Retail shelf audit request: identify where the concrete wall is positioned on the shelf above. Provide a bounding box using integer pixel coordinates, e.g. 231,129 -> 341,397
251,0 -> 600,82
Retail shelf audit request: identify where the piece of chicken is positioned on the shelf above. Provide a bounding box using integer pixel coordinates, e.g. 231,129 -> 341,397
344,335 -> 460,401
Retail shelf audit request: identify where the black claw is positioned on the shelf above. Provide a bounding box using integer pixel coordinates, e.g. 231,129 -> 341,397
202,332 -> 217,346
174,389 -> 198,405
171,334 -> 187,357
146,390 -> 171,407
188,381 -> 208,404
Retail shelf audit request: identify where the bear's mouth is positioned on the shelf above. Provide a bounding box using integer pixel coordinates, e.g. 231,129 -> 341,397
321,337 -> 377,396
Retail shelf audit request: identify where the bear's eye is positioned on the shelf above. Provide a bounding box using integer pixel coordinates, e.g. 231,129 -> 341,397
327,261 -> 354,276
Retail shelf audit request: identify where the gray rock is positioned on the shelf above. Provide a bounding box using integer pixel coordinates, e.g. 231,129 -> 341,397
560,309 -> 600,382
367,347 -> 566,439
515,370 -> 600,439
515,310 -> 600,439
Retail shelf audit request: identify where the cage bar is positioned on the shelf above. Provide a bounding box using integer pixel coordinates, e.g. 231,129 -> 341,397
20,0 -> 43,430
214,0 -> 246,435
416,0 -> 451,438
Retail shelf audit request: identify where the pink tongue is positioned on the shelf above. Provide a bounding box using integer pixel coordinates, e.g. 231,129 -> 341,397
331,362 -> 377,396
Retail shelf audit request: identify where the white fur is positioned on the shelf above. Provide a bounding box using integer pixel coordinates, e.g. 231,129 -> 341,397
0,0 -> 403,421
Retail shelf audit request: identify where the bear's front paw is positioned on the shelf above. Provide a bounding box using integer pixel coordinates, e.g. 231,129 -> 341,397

**THE REQUEST**
Please present all of the entries above as a numbered list, with any blank lines left out.

**REPLY TO THE TASK**
1. Retail shelf audit request: identify where the concrete wall is positioned on the shelf above. Provide a bounding box using integer pixel coordinates, e.g. 231,129 -> 341,397
2. 251,0 -> 600,82
3. Retail shelf audit request: identify where the piece of chicken is positioned on the shelf above. Provide a bounding box using integer pixel coordinates, e.g. 231,129 -> 341,397
4. 344,335 -> 460,401
5. Retail shelf audit request: identify where the black claw is positioned on the shelf above. Provide a bounding box using integer pixel coordinates, e.g. 231,129 -> 341,397
6. 202,332 -> 217,346
7. 174,389 -> 198,405
8. 171,334 -> 187,357
9. 146,390 -> 171,407
10. 188,381 -> 208,404
11. Retail shelf audit request: identify where the bear's mouth is positioned on the shelf above. Provide a bounding box using integer pixel coordinates, e.g. 231,129 -> 341,397
12. 321,337 -> 377,396
13. Retail shelf audit request: identify where the bear's eye is positioned on the shelf above. Provide a bounding box using integer pixel coordinates, e.g. 231,129 -> 341,397
14. 327,261 -> 354,276
15. Retail shelf audit request: identify where the gray rock is positioned on the shelf above. Provide a bounding box using integer pixel coordinates, e.g. 231,129 -> 341,397
16. 560,309 -> 600,382
17. 367,347 -> 566,439
18. 515,370 -> 600,439
19. 515,310 -> 600,439
20. Retail shelf audit request: identify where the cage bar is positioned on the shelf above. Provide a bounding box using integer pixel coordinates, e.g. 231,129 -> 341,397
21. 20,0 -> 43,430
22. 214,0 -> 246,435
23. 416,0 -> 451,438
24. Retail shelf audit request: identify where the pink tongue is positioned on the shelf above. Provide a bounding box using integer pixel coordinates, e.g. 231,129 -> 341,397
25. 331,362 -> 377,396
26. Retail shelf audit request: identify where the white fur is positioned on the shelf above. Provide a bounding box using integer pixel coordinates, e.g. 231,129 -> 341,397
27. 0,0 -> 403,421
28. Retail shelf audit request: identify where the bear's front paw is positioned on the shelf above. Provide a bounding box using integer pixel coordinates, e.g. 231,129 -> 341,397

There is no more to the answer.